_REQUEST 1_
Answer these questions about the passage on dating and masculinity.
(a) What are men not expected to have?
(b) Who does the writer conclude looks back at the past and sees the pretty, formal manners?
(c) What does the writer say they are speaking as when noting that people still date?

_PASSAGE PROVIDED_
Now, look at what this says about the men, too. Men are not expected to have self-control. In fact, it's rather heavily implied that they are incapable of it. Moreover, the only reason they have any desire to be around women is to get into their pants. And once having had sex with a woman, if they are not entrapped by a wedding ring, they will immediately leave to find another. Forget things like friendship, enjoyment of another's company, or shared interests; a man doesn't care about anything regarding a woman except what he can get from her body. Unless, of course, she is a virtuous woman who denies him for so long that the base lust he feels turns to love. (How does that work, anyway? Is there a time table, or what?) Then, of course, he'll marry her. He'll probably still go out and have sex on the side, though. He can't help himself. Besides, it's okay! Everyone knows that you distinguish between the sluts and your wife. Now, I don't know about you, but I'm looking at that description, and thinking, "If men were /really/ like that, then I'd just be looking forward to a long life of celibacy." Really, who would want to be around someone like that, whether they were male or female, much less enshrine this view of masculinity as the ideal? What. The. Hell.
I like to be a charitable person. And so, I am forced to conclude that Mr. Kass and people like him look back in the past, and they see the pretty, formal manners, and the balls, and the stories, and go, "Aw, how sweet". And just never think about the underlying dynamics of what it means for people trying to get along with one another and, god forbid, find someone to love who loves them.
Also, speaking as a student in college? Yes, people still date. People still 'go steady'. People still fall in love, get married, and have children. Marriage is not dead, neither is love, or romance.

_REQUEST 2_
Write out the rows, everything from the start of the rows down to the line that contains "box: [191, 79, 214, 91]", with both ends included.

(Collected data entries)

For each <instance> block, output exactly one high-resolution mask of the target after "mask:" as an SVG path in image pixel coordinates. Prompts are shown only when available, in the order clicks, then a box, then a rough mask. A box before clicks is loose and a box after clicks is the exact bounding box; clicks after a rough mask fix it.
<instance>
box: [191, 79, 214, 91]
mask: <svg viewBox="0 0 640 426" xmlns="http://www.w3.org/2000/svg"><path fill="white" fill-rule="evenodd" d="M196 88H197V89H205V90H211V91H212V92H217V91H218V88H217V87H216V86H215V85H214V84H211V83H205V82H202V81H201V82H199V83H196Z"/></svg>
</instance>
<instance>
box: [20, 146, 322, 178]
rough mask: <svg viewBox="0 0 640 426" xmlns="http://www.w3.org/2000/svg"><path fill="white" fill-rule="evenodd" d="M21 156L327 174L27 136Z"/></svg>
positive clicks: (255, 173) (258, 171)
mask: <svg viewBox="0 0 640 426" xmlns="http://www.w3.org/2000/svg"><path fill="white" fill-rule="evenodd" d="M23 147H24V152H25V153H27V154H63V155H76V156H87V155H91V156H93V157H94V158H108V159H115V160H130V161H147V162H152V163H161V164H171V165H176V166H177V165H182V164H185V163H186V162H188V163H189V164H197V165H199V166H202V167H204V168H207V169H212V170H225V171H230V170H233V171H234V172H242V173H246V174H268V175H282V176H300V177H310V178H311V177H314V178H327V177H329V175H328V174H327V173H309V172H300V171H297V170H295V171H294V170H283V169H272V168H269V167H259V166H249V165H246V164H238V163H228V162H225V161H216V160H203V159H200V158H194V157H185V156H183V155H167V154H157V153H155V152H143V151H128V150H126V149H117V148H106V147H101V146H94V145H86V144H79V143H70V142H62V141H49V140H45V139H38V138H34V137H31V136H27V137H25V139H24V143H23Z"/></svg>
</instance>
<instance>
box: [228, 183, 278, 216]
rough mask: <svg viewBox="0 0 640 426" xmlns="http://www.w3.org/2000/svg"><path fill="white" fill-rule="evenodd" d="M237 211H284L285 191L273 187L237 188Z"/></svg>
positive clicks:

_YOUR RESPONSE 1_
(a) Self-control.
(b) Mr. Kass and people like him.
(c) A student in college.

_YOUR RESPONSE 2_
For each <instance> block, output exactly one high-resolution mask of the target after "mask:" as an SVG path in image pixel coordinates. Prompts are shown only when available, in the order clicks, then a box, then a rough mask. A box before clicks is loose and a box after clicks is the exact bounding box; clicks after a rough mask fix it.
<instance>
box: [191, 79, 214, 91]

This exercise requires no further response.